GIVEN TEXT:
We posted Bruce's Worksheet, but subsequently removed it (May 02) because Bruce indicated it needed further revision.  Bruce is unavailable for further consultation, so if anyone has a version later than May, please forward it so we can post his most recent work.  9/22/02 Secretary

Bruce's Instructions

A number of you have asked about an Excel spreadsheet I had created to graph lapse rates.

The worksheet will create a graphic representation of the predicted temperatures at the altitudes for which data is given in the winds aloft forecast for 2 forecast points (being in Ojai, I use SBA & WJF, but any 2 will work). At each altitude, it also lists predicted wind strength and direction and calculates the lapse rate between that altitude and the one below it. For example, the 9,000' line lists the lapse rate for the air between 6 & 9. Note that winds aloft gives wind but not temperature for 3,000' and not even wind within 1500 ft AGL (as at WJF). The purple line uses the standard dry adiabatic lapse rate to show the fate of thermals leaving the ground from a designated altitude at a designated temperature (currently 750' [Ojai] @ 80 deg). Theoretically, thermals will stop at the altitude where they hit the other curves. Because winds aloft presents a limited data set, if the curves are non-linear, we really don't know where the non-linearity occurs between 2 points

The sheet uses data taken from the SCPA weather pages - in this example for Sunday, April 21.

Copy the line of data for the desired stations INCLUDING THE STATION NAME (e.g. SBA) from the winds aloft web page and paste it into cells B1 and B2.

ACTIONS TO TAKE:
A - Decide whether each statement agrees with the lapse-rate worksheet notes, answering yes or no and quoting the words from the notes that settle it. (i) At each altitude, the worksheet calculates the lapse rate between that altitude and the one above it. (ii) The winds aloft forecast gives wind but not temperature for 3,000'. (iii) The purple line is based on the standard dry adiabatic lapse rate.
B - Condense the paragraph of the lapse-rate worksheet notes that begins "The worksheet will create a graphic representation" into a bulleted list that keeps its main facts.

ENTRIES SHOWN:
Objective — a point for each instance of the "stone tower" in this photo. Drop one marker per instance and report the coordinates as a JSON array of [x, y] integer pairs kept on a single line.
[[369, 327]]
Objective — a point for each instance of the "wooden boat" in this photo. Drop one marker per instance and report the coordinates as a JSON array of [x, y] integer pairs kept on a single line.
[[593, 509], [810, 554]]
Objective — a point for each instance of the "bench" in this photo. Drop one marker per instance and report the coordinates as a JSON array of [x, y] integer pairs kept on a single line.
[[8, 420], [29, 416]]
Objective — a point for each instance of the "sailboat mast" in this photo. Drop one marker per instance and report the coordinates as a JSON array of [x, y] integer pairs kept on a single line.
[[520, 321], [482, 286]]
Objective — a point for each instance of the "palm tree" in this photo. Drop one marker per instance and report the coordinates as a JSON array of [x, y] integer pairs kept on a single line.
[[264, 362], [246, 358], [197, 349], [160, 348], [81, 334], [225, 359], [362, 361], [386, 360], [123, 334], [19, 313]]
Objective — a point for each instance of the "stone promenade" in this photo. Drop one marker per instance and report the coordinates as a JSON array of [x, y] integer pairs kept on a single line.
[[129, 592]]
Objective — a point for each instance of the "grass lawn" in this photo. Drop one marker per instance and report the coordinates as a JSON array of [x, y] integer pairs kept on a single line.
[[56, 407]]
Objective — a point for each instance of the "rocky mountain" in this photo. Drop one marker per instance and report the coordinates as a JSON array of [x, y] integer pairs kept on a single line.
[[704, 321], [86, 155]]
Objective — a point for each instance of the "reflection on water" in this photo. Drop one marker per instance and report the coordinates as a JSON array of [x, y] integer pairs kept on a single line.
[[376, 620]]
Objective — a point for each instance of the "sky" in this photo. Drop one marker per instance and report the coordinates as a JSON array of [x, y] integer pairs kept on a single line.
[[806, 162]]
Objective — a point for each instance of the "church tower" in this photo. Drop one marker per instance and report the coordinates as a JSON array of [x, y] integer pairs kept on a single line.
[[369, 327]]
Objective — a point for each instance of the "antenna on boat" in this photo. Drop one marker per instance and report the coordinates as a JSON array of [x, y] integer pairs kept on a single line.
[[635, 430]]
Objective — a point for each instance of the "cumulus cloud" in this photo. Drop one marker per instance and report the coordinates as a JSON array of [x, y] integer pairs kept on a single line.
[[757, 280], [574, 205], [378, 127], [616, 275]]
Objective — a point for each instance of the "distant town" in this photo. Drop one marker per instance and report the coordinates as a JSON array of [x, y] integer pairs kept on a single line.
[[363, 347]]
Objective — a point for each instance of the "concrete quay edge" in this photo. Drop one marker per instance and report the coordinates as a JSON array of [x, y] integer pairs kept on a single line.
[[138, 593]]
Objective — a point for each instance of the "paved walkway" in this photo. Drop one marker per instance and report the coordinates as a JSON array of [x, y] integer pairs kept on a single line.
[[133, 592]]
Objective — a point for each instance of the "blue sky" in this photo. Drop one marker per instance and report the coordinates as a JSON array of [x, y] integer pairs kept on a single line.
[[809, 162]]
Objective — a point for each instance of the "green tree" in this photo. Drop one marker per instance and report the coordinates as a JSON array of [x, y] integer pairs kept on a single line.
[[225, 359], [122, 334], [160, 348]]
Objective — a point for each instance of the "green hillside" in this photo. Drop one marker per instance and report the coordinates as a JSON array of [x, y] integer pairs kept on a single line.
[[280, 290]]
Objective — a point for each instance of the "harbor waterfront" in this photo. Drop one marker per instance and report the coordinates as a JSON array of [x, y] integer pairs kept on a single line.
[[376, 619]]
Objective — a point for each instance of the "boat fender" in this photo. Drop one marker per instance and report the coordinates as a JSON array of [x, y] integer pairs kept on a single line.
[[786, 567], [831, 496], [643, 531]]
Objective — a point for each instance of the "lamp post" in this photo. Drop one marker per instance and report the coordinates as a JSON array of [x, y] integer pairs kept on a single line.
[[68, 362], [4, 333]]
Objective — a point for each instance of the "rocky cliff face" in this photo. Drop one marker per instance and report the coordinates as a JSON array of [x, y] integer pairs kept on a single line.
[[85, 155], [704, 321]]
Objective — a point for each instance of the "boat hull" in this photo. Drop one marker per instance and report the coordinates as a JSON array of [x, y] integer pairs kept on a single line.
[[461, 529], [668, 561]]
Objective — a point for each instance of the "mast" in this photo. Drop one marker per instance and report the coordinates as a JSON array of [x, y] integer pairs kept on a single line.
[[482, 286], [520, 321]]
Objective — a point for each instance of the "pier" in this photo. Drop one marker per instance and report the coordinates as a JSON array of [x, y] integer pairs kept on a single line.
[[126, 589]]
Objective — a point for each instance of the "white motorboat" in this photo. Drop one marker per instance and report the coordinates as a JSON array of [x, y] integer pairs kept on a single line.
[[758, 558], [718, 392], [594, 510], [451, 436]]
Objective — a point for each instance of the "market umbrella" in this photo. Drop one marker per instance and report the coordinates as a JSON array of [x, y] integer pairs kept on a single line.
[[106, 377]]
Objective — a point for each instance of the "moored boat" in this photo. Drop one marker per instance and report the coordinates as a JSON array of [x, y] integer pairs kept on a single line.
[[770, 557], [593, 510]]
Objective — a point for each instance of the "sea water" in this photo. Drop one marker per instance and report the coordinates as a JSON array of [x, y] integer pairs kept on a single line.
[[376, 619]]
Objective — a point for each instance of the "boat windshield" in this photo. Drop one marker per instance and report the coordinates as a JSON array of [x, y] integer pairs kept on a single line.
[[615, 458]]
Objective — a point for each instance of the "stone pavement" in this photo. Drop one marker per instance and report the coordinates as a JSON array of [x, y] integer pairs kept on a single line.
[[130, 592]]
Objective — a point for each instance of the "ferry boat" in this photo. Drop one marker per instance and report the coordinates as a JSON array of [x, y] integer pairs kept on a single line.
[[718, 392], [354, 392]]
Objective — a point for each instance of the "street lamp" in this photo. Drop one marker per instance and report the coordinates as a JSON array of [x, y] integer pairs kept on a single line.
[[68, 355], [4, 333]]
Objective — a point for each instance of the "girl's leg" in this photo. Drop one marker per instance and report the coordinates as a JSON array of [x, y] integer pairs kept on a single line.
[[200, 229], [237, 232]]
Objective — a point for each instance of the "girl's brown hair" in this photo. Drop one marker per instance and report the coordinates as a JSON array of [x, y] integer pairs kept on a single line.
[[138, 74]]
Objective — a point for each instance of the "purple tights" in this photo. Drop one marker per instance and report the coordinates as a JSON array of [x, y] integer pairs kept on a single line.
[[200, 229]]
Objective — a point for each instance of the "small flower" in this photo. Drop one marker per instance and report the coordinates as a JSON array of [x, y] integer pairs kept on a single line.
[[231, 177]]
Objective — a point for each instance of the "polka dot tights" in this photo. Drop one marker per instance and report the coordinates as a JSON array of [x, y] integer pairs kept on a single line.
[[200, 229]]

PER-TASK OUTPUTS:
A -
(i) No: "calculates the lapse rate between that altitude and the one below it"
(ii) Yes: "winds aloft gives wind but not temperature for 3,000'"
(iii) Yes: "The purple line uses the standard dry adiabatic lapse rate"

B -
- Graphs predicted temperatures at the altitudes in the winds aloft forecast for 2 forecast points (SBA and WJF from Ojai, though any 2 work).
- At each altitude, lists predicted wind strength and direction and calculates the lapse rate from the altitude below. For example, the 9,000' line covers the air between 6 and 9.
- Winds aloft gives no temperature for 3,000' and no wind within 1500 ft AGL (as at WJF).
- The purple line applies the standard dry adiabatic lapse rate to thermals leaving the ground from a set altitude and temperature (currently 750' [Ojai] @ 80 deg). In theory, thermals stop where they hit the other curves.
- Because the data set is limited, if the curves are non-linear, where the non-linearity occurs between 2 points is unknown.